Theoretically, each CPMV can be treated as the base MV which is kept unchanged in the non-translational parameter refinement step. To fully exploit the performance gain, the search process is conducted stage by stage and the CPMVs are fixed as base MV in turn. As illustrated in FIGS. 27A, 27B, and 27C, in each stage, one CPMV is fixed as the base MV of the affine model, and the other two are updated after the refinement of the non-translational parameters. The upper-left (FIG. 27A), upper-right (FIG. 27B), and lower-right (FIG. 27C) CPMVs are sequentially fixed to the base MV, and then the non-translational parameters are refined. After refining the non-translational parameters, the remaining two CPMVs are updated according to the values of the refined non-translational parameters. In each stage, the above-described bilateral matching search process are applied. To further improve coding efficiency, after these three stages, the upper-left CPMV can be fixed as base MV and non-translation parameter can be continually refined. Similarly, the fourth stage can be followed by a fifth stage, a sixth stage or even more, where in each stage, one CPMV is fixed and non-translation parameters are refined.

Computational complexity of non-translational parameter refinement in the above-described process is extremely high. According to example embodiments of the present disclosure, the search process is simplified to reduce computational complexity.

First, the number of refinement stage can be reduced to two or one. Second, the search iteration number in each stage is controlled. For example, the maximum search iteration number is set to 5 for each stage. Different stages may have different pre-set maximum search iteration number. For example, in the first stage when the upper-left CPMV is fixed as base MV, the maximum search iteration number is set to 7; in the second stage when the upper-right CPMV is fixed as base MV, the maximum search iteration number is set to 3; in the third stage when left-bottom CPMV is fixed as base MV, the maximum search iteration number is set to 1.

In addition, early termination can be applied by comparing the current BM cost and the threshold. By way of example, in each search iteration, if the BM cost divided by the block size is less than a first threshold, the search process terminates. By way of another example, the difference between the current BM cost and the BM cost in the last search iteration is calculated and compared with a second threshold, if the difference divided by the block size is less than the second threshold, the search process terminates. When the search iteration of one stage terminates, the process of the next stage may continue.

STATED EXERCISE 1 |
Answer these questions about the refinement passage:
(a) Which figure shows the upper-right CPMV fixed as the base MV?
(b) In the example, what is the maximum search iteration number for the second stage?
(c) In the first early-termination example, what value is compared with the first threshold?
STATED EXERCISE 2 | Return the entry below for corrugated metal siding, reproducing every one of its lines without any change.
The refinement passage and the entries that follow it are unrelated.

DATA FOR THIS EXERCISE |
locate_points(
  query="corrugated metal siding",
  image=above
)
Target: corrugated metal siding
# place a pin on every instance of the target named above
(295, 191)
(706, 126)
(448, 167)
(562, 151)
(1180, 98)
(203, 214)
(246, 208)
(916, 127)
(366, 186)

CORRECT RESPONSE 1 |
(a) FIG. 27B
(b) 3
(c) The BM cost divided by the block size

CORRECT RESPONSE 2 |
locate_points(
  query="corrugated metal siding",
  image=above
)
Target: corrugated metal siding
# place a pin on every instance of the target named above
(295, 191)
(706, 126)
(448, 167)
(562, 151)
(1180, 98)
(203, 214)
(246, 208)
(916, 127)
(366, 186)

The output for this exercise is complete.